*WHAT THE TASK ASKS*: Rewrite the entries below, replacing "outer ring" with "exterior ring" and leaving everything else unchanged.

*SUPPLIED RECORDS*:
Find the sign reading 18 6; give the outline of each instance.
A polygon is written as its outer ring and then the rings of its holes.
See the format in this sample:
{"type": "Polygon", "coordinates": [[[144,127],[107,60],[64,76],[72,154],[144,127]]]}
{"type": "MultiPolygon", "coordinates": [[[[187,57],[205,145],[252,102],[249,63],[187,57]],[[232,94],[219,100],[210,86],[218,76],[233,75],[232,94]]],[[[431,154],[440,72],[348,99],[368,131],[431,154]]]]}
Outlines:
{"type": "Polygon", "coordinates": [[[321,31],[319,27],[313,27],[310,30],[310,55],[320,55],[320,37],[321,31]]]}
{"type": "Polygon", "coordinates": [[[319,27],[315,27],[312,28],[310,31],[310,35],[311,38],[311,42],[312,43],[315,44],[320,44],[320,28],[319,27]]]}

*RESPONSE TO THIS EXERCISE*:
Find the sign reading 18 6; give the outline of each instance.
A polygon is written as its exterior ring and then the rings of its holes.
See the format in this sample:
{"type": "Polygon", "coordinates": [[[144,127],[107,60],[64,76],[72,154],[144,127]]]}
{"type": "MultiPolygon", "coordinates": [[[[187,57],[205,145],[252,102],[249,63],[187,57]],[[232,94],[219,100],[210,86],[218,76],[233,75],[232,94]]],[[[431,154],[440,72],[348,99],[368,131],[431,154]]]]}
Outlines:
{"type": "Polygon", "coordinates": [[[321,31],[319,27],[313,27],[310,30],[310,55],[320,55],[320,37],[321,31]]]}
{"type": "Polygon", "coordinates": [[[319,27],[315,27],[312,28],[310,31],[310,35],[311,38],[311,42],[312,43],[315,44],[320,44],[320,28],[319,27]]]}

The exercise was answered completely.